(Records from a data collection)
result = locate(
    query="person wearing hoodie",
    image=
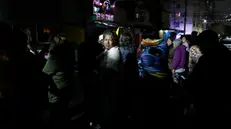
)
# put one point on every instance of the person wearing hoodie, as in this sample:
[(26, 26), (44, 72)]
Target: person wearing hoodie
[(180, 61)]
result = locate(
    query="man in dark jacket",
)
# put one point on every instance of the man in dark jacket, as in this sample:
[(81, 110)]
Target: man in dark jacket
[(208, 84)]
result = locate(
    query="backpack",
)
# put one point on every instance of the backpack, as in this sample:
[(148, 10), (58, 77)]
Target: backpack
[(153, 60)]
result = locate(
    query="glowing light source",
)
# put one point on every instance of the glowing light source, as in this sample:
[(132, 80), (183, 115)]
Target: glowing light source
[(204, 21)]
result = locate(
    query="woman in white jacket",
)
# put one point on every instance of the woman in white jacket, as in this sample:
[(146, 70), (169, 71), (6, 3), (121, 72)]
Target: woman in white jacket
[(110, 74)]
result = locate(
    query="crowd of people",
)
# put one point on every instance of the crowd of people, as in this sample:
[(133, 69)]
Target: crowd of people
[(123, 88)]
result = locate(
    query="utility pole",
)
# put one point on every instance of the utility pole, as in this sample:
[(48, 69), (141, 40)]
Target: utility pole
[(185, 15)]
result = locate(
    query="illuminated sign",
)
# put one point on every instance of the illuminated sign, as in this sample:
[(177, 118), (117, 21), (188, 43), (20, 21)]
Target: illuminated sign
[(104, 9)]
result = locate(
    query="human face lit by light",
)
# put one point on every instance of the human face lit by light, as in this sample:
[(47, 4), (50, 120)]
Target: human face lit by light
[(184, 40), (169, 42), (108, 42)]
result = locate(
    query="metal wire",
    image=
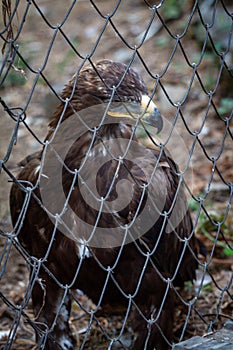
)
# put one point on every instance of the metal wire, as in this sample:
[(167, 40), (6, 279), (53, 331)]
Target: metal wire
[(10, 38)]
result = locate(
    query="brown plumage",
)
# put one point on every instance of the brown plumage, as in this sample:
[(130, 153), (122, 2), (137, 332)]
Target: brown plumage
[(141, 268)]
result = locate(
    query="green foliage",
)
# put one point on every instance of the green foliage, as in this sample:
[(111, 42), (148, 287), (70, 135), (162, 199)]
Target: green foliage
[(172, 9)]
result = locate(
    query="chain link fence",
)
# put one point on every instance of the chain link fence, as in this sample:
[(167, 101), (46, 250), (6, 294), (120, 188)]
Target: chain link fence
[(184, 52)]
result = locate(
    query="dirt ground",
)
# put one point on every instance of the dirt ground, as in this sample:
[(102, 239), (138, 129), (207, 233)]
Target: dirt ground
[(205, 177)]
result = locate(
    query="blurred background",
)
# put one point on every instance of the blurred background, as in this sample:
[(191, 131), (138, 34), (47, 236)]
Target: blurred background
[(184, 51)]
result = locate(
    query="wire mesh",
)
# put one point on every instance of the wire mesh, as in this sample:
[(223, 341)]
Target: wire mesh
[(184, 52)]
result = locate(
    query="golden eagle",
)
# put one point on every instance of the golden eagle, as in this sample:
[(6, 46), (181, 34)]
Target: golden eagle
[(145, 245)]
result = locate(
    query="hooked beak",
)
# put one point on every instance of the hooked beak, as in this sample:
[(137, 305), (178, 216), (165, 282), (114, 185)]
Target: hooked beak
[(147, 110), (152, 115)]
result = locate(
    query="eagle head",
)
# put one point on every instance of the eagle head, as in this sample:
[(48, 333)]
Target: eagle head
[(109, 81)]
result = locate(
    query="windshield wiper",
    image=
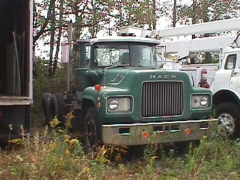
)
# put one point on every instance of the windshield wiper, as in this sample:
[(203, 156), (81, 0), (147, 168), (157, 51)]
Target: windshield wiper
[(116, 65), (110, 67)]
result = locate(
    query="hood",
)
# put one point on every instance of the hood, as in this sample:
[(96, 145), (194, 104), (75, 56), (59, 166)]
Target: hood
[(129, 77)]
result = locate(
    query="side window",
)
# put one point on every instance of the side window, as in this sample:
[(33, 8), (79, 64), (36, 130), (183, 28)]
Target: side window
[(231, 61)]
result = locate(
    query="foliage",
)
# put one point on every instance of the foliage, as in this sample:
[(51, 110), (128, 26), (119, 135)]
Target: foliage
[(57, 155)]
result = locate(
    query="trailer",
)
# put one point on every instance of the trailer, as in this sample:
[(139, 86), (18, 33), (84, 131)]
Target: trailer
[(221, 78), (15, 67)]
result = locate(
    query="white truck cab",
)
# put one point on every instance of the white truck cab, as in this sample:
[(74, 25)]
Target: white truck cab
[(223, 78)]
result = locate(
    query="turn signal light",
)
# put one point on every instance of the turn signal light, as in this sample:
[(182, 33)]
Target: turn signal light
[(98, 87), (188, 131), (145, 134)]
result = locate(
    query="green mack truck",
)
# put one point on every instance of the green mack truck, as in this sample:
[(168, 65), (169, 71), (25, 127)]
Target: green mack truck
[(121, 97)]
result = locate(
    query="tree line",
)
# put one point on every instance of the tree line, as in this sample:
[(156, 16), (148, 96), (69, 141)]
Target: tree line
[(51, 17)]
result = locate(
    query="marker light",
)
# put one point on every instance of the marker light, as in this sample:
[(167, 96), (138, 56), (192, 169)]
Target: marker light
[(98, 87), (1, 115), (145, 134), (188, 131), (98, 104)]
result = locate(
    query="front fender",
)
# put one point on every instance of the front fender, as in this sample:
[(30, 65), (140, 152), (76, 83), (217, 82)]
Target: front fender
[(225, 95), (91, 94)]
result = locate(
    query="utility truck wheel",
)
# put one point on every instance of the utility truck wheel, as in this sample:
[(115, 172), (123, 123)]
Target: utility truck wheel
[(92, 131), (57, 107), (229, 117), (45, 108)]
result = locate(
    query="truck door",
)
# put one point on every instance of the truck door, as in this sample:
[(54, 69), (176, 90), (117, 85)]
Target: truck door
[(228, 76), (235, 76)]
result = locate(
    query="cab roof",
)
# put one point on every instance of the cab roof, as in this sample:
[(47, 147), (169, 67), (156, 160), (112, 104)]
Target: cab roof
[(122, 39)]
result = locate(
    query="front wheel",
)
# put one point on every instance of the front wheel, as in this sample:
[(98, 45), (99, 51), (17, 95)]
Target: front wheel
[(229, 116), (92, 131)]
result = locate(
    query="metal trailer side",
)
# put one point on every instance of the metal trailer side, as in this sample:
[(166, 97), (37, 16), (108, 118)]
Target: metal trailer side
[(16, 94)]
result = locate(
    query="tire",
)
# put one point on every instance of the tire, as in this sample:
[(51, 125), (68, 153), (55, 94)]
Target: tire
[(229, 117), (45, 108), (92, 131), (57, 107)]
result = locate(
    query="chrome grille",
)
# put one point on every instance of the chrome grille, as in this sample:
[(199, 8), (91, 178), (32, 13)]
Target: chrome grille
[(162, 99)]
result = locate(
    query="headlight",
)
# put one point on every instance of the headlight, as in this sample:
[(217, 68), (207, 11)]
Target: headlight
[(113, 104), (204, 101), (119, 104), (200, 101)]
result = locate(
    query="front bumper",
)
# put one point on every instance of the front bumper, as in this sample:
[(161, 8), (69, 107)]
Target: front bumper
[(161, 132)]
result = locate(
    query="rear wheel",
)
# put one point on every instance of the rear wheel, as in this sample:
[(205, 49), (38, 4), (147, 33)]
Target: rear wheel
[(45, 108), (229, 116), (92, 131)]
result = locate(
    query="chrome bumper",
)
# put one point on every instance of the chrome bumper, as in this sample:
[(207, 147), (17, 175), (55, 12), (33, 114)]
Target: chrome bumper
[(161, 132)]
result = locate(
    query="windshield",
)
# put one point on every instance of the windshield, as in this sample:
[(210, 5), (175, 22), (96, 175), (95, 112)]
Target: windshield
[(109, 54)]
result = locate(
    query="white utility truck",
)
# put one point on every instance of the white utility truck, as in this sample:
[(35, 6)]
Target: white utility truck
[(15, 67), (223, 78)]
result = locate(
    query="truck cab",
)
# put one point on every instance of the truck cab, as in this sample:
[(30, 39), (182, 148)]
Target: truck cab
[(225, 88)]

Exercise task: Find every line in the records above that contains the word "illuminated", and copy each of those lines.

Solution for this exercise:
    query="illuminated sign",
# put one point on every instance of the illuminated sign, as in this sample:
Target: illuminated sign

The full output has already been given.